## Record set

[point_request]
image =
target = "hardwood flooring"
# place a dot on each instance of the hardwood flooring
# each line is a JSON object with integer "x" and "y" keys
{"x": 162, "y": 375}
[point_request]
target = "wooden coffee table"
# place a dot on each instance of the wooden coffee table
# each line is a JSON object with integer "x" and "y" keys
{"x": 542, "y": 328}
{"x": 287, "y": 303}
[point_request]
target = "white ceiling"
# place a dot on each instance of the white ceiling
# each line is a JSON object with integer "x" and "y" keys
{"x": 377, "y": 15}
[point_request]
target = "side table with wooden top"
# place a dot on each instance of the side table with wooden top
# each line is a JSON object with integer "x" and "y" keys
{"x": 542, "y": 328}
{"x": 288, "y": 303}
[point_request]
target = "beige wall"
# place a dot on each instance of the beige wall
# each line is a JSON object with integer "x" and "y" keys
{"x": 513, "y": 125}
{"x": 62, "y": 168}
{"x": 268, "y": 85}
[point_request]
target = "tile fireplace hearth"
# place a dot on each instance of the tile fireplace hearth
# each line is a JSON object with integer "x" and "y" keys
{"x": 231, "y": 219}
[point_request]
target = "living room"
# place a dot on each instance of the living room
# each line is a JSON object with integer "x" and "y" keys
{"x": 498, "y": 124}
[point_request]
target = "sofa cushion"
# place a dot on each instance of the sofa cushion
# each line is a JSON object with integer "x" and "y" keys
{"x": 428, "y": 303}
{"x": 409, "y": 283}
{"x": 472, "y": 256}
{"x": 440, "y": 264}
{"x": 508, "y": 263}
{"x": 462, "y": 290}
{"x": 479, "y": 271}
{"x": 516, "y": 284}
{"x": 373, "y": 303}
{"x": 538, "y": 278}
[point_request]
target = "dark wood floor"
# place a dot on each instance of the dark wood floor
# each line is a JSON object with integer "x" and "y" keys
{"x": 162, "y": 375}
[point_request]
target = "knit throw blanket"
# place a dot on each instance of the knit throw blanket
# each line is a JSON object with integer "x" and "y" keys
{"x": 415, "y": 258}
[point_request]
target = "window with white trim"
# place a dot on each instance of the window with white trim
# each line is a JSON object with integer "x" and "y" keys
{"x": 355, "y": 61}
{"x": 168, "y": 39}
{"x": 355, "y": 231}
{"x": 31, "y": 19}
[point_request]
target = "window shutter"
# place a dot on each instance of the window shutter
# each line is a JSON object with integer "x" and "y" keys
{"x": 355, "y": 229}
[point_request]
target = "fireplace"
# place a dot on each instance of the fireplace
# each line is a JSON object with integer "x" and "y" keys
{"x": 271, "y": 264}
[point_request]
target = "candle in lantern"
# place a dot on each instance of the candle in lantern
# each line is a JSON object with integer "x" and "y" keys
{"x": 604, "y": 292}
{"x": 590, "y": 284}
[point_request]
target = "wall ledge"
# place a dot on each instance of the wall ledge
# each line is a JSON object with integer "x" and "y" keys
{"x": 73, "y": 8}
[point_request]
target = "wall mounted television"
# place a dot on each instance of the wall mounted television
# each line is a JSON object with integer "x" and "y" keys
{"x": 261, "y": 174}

## Problem details
Make an exact copy of the listing, including every line.

## Task answer
[point_request]
image =
target = "hardwood flooring"
# place a dot on each instance of the hardwood flooring
# each line is a JSON object with integer "x" and "y" keys
{"x": 162, "y": 375}
[point_request]
target = "wooden coffee table"
# place a dot on each instance of the wooden coffee table
# each line is a JSON object with integer "x" and "y" keys
{"x": 542, "y": 328}
{"x": 287, "y": 303}
[point_request]
target = "white ceiling"
# place a dot on each instance of the white ceiling
# each line is a JSON object with integer "x" and "y" keys
{"x": 377, "y": 15}
[point_request]
target = "side table with wooden top"
# place a dot on each instance of the side table with wooden top
# each line is a JSON object with integer "x" and "y" keys
{"x": 542, "y": 328}
{"x": 288, "y": 303}
[point_request]
target = "beige wall"
# place a dot on each instance of the beige wall
# each line is a JSON object with integer "x" and "y" keys
{"x": 513, "y": 125}
{"x": 62, "y": 168}
{"x": 268, "y": 85}
[point_request]
target = "tile fireplace hearth"
# place a dot on each instance of the tile fireplace hearth
# each line is a JSON object with integer "x" and "y" keys
{"x": 231, "y": 219}
[point_request]
target = "living room"
# place a dot on each instance of the living room
# each line is a JSON object with integer "x" and "y" keys
{"x": 498, "y": 124}
[point_request]
target = "sofa cushion"
# place a dot on each instance of the sofa cushion
# each line is a JSON object with integer "x" and "y" keys
{"x": 428, "y": 303}
{"x": 409, "y": 283}
{"x": 472, "y": 256}
{"x": 440, "y": 264}
{"x": 508, "y": 263}
{"x": 462, "y": 290}
{"x": 479, "y": 271}
{"x": 516, "y": 284}
{"x": 373, "y": 303}
{"x": 538, "y": 278}
[point_request]
target = "dark wood floor"
# place a dot on each instance of the dark wood floor
# each line is a JSON object with integer "x" and "y" keys
{"x": 162, "y": 375}
[point_request]
target = "knit throw blanket"
# place a dot on each instance of the knit throw blanket
# each line is a JSON object with integer "x" and "y" keys
{"x": 415, "y": 258}
[point_request]
target = "window with white trim"
# place a dot on each instance of the window with white trim
# each line is a JSON object with integer "x" and "y" keys
{"x": 355, "y": 61}
{"x": 168, "y": 39}
{"x": 355, "y": 231}
{"x": 31, "y": 19}
[point_request]
target = "window shutter"
# place a dot on each instance of the window shutter
# each line is a JSON object with integer "x" and "y" keys
{"x": 355, "y": 229}
[point_request]
target = "fireplace"
# place a dot on each instance of the fireplace
# each line is a JSON object with integer "x" and "y" keys
{"x": 271, "y": 264}
[point_request]
target = "candle in lantern"
# place a dot on each instance of the candle in lantern
# each line is a JSON object with integer "x" and "y" keys
{"x": 604, "y": 292}
{"x": 590, "y": 284}
[point_request]
target = "wall ledge"
# place a dot on each instance of the wall ledge
# each line is a JSON object with integer "x" and "y" keys
{"x": 73, "y": 8}
[point_request]
target = "wall mounted television"
# place a dot on each instance of the wall mounted television
# each line is a JSON object with integer "x" and "y" keys
{"x": 261, "y": 174}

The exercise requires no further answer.